### Kutipan

Hari ini harus lebih baik dari kemarin dan hari esok harus lebih baik dari hari ini. Begitu salah satu prinsip atau kredo yang kami pegang dalam tugas ini. Prinsip tersebut membuat kami tergerak untuk senantiasa melakukan perubahan bobot atau kualitas tugas ini, kami berharap kepada dosen pengampu yang senantiasa membimbing kami semoga tugas yang kami kerjakan sesuai dengan apa yang di inginkanya.
Penulisan makalah ini dapat terselesaikan dengan referensi dari buku yang telah dipercaya sumbernya dan dari internet. Oleh karena itu penulis mengucapkan terima kasih kepada kedua orang tua, dosen pengampu dan teman – teman. Telah banyak memberikan dukungan kepada penulis sehingga dapat menyelesaikan makalah ini.

                                                                

BAB I

PENDAHULUAN


A.    Latar Belakang

Tidak dapat dipungkiri bahwa umat Islam di Indonesia adalah unsure yang paling mayoritas. Bahkan disebut sebagai komunitas muslim terbesar dalam satu Negara dalam tataran dunia Islam Internasional. Karena itu sangat menarik untuk memahami alur perjalanan sejarah hukum Islam ditengah-tengah mayoritas penduduk yang memeluk Islam dalam satu Negara. Seberapa jauh pengaruh kemayoritasan kaum muslim Indonesia terhadap penerapan hukum Islam di Tanah Air, pertanyaan seperti ini dapat dijawab dengan memaparkan sejarah hukum Islam sejak Islam hadir di Indonesia.
Di samping itu, kajian sejarah hukum Islam di Indonesia juga dapat dijadikan sebagai salah satu pijakan bagi umat Islam secara khusus untuk menentukan strategi yang tepat dalam mendekatkan bangsa ini dengan hukum Islam. Proses sejarah hukum Islam yang diwarnai benturan dengan tradisi yang sebelumnya berlaku dan juga dengan kebijakan-kebijakan politik kenegaraan, serta tindakan-tindakan yang diambil oleh para tokoh Islam Islam Indonesia terdahulu setidaknya dapat menjadi bahan telaah penting di masa datang. Setidaknya, sejarah itu menunjukkan bahwa proses Islamisasi sebuah masyarakat bukanlah proses yang dapat selesai seketika. Dalam makalah ini penulis memfokuskan pada satu permasalahan yakni, kondisi politik Hukum Islam pada masa penjajahan belanda.

### Perintah a
Hitunglah jumlah baris dalam catatan yang memuat kata "Query", dengan membedakan huruf besar dan huruf kecil. Tuliskan angkanya saja.

[Entri Tersimpan]
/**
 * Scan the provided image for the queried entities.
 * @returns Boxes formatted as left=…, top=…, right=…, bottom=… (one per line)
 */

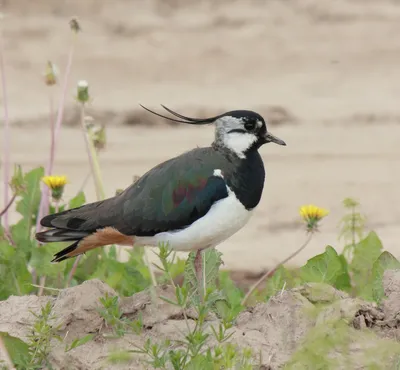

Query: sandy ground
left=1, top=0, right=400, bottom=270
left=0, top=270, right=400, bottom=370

...

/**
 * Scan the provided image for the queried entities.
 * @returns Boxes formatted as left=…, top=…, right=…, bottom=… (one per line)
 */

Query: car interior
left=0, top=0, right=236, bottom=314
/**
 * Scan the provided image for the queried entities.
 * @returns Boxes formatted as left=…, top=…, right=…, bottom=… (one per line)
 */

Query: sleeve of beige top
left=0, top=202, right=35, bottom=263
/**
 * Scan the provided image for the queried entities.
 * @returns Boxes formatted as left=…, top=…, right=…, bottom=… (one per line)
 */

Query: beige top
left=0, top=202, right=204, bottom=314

### Perintah b
Sebutkan semua pihak yang menerima ucapan terima kasih dari penulis dalam kutipan di atas.

### Jawaban Terperinci a
4

### Jawaban Terperinci b
- Kedua orang tua
- Dosen pengampu
- Teman-teman